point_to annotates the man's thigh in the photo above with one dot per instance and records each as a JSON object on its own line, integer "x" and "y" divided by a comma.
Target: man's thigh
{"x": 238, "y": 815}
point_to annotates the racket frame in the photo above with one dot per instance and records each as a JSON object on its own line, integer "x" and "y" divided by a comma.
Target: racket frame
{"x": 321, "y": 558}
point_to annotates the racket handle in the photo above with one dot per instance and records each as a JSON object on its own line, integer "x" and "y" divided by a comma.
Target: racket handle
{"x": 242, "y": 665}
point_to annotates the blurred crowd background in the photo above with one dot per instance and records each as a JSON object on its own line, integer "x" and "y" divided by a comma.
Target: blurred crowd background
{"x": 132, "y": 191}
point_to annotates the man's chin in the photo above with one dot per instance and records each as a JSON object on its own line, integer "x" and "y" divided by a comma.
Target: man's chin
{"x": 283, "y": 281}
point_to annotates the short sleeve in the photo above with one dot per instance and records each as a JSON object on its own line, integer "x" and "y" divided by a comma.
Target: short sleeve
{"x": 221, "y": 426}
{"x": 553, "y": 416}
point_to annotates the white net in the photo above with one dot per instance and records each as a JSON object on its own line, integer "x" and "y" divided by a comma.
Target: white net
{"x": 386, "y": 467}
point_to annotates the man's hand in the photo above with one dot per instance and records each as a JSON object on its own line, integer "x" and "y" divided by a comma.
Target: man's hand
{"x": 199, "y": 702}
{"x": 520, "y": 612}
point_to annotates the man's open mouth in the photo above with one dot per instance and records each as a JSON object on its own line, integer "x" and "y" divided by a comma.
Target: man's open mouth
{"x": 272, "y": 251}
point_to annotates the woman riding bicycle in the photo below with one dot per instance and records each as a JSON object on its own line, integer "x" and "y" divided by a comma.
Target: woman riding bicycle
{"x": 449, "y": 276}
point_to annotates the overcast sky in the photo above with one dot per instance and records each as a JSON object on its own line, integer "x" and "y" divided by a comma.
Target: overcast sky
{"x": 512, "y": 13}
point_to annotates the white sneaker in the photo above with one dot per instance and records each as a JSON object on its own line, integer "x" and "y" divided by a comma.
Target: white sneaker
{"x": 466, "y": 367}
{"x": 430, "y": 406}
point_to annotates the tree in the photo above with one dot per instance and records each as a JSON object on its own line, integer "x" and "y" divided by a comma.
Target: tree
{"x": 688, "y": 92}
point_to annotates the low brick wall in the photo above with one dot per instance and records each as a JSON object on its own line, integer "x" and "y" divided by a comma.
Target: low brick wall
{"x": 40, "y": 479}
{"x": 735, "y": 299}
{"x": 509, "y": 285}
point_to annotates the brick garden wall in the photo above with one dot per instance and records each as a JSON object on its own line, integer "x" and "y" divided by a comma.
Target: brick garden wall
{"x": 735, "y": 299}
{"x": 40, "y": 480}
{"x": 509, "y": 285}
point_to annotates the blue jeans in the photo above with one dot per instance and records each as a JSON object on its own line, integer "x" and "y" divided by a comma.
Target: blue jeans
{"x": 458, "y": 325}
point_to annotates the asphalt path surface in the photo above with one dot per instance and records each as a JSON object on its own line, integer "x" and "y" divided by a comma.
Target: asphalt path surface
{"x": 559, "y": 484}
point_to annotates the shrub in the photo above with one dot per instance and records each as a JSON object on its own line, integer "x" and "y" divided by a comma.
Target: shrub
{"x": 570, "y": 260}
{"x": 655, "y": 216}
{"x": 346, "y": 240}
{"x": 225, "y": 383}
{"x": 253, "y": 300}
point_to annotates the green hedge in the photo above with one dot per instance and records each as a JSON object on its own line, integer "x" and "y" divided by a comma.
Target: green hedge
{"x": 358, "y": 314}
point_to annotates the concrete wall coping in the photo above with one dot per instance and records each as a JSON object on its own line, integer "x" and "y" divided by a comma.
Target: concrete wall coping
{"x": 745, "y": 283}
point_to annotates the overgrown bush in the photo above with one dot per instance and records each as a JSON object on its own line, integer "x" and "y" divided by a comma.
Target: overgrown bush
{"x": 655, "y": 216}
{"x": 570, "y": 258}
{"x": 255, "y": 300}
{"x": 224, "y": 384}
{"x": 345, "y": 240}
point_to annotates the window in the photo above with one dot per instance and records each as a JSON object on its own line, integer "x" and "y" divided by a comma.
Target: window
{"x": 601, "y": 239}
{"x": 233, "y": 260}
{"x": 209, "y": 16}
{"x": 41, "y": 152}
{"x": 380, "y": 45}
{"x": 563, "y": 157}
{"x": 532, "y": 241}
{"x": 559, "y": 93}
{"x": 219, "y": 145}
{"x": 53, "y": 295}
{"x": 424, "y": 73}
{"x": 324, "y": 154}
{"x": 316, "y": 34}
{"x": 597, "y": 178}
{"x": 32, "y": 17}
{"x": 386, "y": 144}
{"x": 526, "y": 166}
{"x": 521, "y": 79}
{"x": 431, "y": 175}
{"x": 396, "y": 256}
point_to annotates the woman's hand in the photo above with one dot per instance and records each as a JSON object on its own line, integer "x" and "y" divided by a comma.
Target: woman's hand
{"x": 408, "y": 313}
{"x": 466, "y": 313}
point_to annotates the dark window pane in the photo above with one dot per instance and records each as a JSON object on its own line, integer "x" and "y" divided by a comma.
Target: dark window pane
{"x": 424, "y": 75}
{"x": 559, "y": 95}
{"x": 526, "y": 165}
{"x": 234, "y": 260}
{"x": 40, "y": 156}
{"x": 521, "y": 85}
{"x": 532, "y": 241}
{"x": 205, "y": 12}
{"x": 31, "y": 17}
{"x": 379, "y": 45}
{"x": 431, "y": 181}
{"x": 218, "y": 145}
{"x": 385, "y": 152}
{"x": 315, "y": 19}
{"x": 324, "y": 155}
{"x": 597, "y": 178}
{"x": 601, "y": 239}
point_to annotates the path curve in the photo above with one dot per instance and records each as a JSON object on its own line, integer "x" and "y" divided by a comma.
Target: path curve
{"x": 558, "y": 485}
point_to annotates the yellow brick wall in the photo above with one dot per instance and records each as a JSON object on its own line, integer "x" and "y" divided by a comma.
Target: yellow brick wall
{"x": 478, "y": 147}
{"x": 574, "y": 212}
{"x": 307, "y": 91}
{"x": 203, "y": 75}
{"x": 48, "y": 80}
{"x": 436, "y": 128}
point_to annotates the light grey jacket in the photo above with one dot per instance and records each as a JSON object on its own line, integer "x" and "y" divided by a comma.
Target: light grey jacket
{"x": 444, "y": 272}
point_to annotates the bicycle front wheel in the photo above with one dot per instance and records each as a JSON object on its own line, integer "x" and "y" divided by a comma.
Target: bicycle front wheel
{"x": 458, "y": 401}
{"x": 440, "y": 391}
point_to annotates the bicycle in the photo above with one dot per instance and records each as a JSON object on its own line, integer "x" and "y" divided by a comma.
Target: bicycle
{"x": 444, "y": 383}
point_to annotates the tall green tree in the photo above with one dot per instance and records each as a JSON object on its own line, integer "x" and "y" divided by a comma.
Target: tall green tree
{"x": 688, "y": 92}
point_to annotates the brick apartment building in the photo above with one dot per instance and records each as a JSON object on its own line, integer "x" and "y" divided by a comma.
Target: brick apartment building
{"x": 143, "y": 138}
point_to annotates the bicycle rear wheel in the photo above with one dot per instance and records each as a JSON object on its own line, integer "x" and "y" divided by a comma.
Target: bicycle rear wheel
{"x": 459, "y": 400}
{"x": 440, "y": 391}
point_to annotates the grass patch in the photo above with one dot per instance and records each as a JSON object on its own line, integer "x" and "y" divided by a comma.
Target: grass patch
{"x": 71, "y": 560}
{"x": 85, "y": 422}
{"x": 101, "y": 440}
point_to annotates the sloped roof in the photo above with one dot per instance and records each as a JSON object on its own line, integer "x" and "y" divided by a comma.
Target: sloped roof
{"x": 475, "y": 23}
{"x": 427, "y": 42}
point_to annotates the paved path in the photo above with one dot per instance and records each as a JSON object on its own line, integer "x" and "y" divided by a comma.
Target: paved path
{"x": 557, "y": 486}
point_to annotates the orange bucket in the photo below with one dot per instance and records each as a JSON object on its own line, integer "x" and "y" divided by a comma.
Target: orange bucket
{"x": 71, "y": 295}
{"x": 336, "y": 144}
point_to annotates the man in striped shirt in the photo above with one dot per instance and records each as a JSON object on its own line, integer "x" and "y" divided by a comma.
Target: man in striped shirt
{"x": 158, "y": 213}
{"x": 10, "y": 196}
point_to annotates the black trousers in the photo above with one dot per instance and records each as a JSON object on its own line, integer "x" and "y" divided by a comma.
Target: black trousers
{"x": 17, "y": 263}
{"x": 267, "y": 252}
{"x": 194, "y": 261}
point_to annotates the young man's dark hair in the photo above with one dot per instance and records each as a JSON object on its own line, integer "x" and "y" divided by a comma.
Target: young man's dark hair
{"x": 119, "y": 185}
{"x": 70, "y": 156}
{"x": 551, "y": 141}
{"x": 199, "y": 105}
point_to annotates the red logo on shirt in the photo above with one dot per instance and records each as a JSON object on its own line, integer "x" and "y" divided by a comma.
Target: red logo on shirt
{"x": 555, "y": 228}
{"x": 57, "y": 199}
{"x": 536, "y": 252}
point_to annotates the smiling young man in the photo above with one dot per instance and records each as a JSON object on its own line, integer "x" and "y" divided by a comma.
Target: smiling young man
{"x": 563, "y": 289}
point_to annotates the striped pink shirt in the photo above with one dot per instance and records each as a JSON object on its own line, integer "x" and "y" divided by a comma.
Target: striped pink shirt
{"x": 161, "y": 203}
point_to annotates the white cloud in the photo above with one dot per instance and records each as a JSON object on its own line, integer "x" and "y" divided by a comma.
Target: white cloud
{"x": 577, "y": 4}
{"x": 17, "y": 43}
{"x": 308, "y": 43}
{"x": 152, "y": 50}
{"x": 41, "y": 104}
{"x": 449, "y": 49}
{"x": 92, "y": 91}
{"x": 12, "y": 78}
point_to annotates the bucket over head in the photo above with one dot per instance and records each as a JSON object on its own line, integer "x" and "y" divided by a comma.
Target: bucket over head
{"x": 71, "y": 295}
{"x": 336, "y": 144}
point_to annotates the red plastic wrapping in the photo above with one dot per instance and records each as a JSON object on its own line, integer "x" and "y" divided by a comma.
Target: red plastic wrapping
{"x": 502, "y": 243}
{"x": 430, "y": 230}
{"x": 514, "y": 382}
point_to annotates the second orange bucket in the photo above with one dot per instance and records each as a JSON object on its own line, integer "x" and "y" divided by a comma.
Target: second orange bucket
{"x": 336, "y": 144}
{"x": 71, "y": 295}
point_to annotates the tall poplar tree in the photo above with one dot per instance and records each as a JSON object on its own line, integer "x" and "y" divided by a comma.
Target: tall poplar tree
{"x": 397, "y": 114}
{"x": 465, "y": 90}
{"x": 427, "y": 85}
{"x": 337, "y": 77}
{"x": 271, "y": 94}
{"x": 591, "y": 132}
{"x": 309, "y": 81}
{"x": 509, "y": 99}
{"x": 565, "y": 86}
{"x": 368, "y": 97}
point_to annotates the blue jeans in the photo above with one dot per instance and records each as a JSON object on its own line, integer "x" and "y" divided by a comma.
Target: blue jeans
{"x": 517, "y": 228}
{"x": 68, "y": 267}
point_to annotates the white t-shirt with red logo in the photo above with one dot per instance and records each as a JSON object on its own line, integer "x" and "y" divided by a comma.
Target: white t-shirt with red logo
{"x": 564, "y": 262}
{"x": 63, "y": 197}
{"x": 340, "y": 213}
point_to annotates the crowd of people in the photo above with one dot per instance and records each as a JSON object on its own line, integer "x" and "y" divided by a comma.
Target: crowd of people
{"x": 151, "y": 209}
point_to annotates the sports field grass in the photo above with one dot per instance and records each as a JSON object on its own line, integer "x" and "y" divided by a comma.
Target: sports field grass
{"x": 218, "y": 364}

Your goal: All lines from the one that contains "point_to annotates the tall poplar" through the end of the material are to be quoted exactly, with both ends included.

Exercise answer:
point_to annotates the tall poplar tree in the photo above with one dot per instance and records each as a JSON object on its own line, integer "x" and "y" divided by a comma.
Target: tall poplar tree
{"x": 397, "y": 114}
{"x": 465, "y": 90}
{"x": 427, "y": 85}
{"x": 337, "y": 77}
{"x": 271, "y": 94}
{"x": 591, "y": 132}
{"x": 309, "y": 81}
{"x": 509, "y": 99}
{"x": 565, "y": 86}
{"x": 368, "y": 97}
point_to annotates the blue jeans in the photo above with one dot per instance and records each as a JSON object on its own line, integer "x" and "y" divided by a comma.
Target: blue jeans
{"x": 517, "y": 228}
{"x": 68, "y": 267}
point_to annotates the white t-shirt with red logo in the photo above with one dot per instance and records each as a JSON object on its own line, integer "x" and "y" divided by a comma.
Target: white t-shirt with red logo
{"x": 564, "y": 262}
{"x": 63, "y": 197}
{"x": 340, "y": 213}
point_to annotates the crowd of people in the photo above with one dot per instance and records each as a JSON object on its own line, integer "x" and "y" divided by a comma.
Target: crowd of people
{"x": 151, "y": 209}
point_to annotates the sports field grass in the photo above with one dot per instance and records each as a JSON object on its own line, integer "x" and "y" divided by a comma.
Target: sports field grass
{"x": 218, "y": 364}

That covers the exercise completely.